EXERCISE REQUIREMENTS
Rewrite every line of the data below, increasing each x and y coordinate in the answer points by 100 while leaving the instruction text and its [x, y] format sample unchanged. Leave out the pictures.

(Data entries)
★ ★ ★ ★
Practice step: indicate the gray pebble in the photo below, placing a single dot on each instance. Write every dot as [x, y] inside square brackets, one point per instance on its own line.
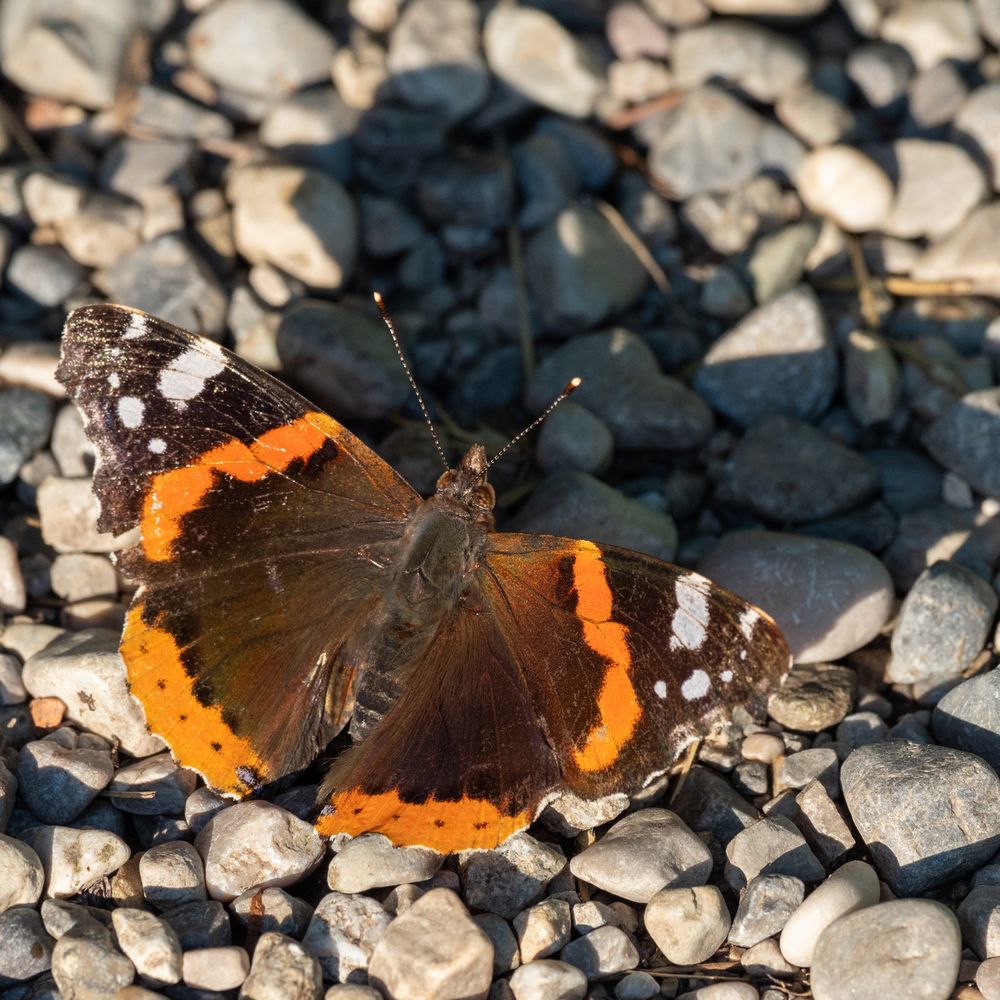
[778, 360]
[643, 853]
[922, 810]
[787, 471]
[828, 598]
[765, 906]
[907, 947]
[342, 934]
[943, 624]
[57, 784]
[510, 878]
[772, 846]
★ ★ ★ ★
WORKED SOLUTION
Practice step: indicate the gray pebble in the photo below, placing a single dot on each instance. Write every dot as [x, y] inside square brackets, one point per instance on its own line.
[878, 460]
[743, 953]
[1022, 910]
[887, 571]
[928, 698]
[865, 1006]
[1007, 1047]
[442, 1034]
[1043, 724]
[157, 884]
[610, 978]
[872, 946]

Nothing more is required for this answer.